[SOURCE MATERIAL]
::::::::

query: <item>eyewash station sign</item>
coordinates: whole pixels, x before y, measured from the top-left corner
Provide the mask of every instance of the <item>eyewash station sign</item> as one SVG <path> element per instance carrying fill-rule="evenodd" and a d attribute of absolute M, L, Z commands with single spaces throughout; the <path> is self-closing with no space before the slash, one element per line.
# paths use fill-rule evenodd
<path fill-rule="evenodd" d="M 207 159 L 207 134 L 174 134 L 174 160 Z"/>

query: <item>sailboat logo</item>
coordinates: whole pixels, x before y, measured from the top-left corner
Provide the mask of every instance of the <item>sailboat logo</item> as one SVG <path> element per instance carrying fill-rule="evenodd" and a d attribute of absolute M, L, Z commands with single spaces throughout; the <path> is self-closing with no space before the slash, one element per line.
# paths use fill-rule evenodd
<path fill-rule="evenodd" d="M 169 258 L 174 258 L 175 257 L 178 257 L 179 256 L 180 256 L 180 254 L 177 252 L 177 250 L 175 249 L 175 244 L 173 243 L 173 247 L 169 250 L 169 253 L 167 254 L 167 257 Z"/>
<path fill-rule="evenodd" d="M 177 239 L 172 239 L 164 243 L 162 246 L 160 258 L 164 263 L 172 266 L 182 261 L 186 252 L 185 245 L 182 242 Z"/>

::::::::

[EXERCISE INSTRUCTIONS]
Reproduce the records above with every occurrence of "top-left corner" replaced by "upper-left corner", leaving all other text unchanged.

[FULL RESPONSE]
query: <item>eyewash station sign</item>
coordinates: whole pixels, x before y, measured from the upper-left corner
Provide the mask of every instance of the <item>eyewash station sign</item> as one SVG <path> element per instance carrying fill-rule="evenodd" and a d attribute of absolute M, L, Z commands with single spaces throughout; the <path> is self-closing with no space before the slash, one element per line.
# paths use fill-rule evenodd
<path fill-rule="evenodd" d="M 207 159 L 207 134 L 174 134 L 174 160 Z"/>

query: <item>sailboat logo</item>
coordinates: whole pixels, x before y, measured from the upper-left corner
Provide the mask of every instance of the <item>sailboat logo</item> as one SVG <path> element per instance carrying fill-rule="evenodd" and a d attribute of absolute M, L, Z commands with single spaces throughout; the <path> is self-closing with no space before the slash, one element per line.
# paths use fill-rule evenodd
<path fill-rule="evenodd" d="M 169 258 L 174 258 L 175 257 L 178 257 L 179 256 L 180 256 L 180 254 L 177 252 L 177 250 L 175 249 L 175 244 L 173 243 L 173 247 L 169 250 L 169 253 L 167 254 L 167 257 Z"/>
<path fill-rule="evenodd" d="M 177 239 L 172 239 L 164 243 L 162 246 L 160 258 L 164 263 L 172 266 L 182 261 L 186 252 L 185 245 L 182 242 Z"/>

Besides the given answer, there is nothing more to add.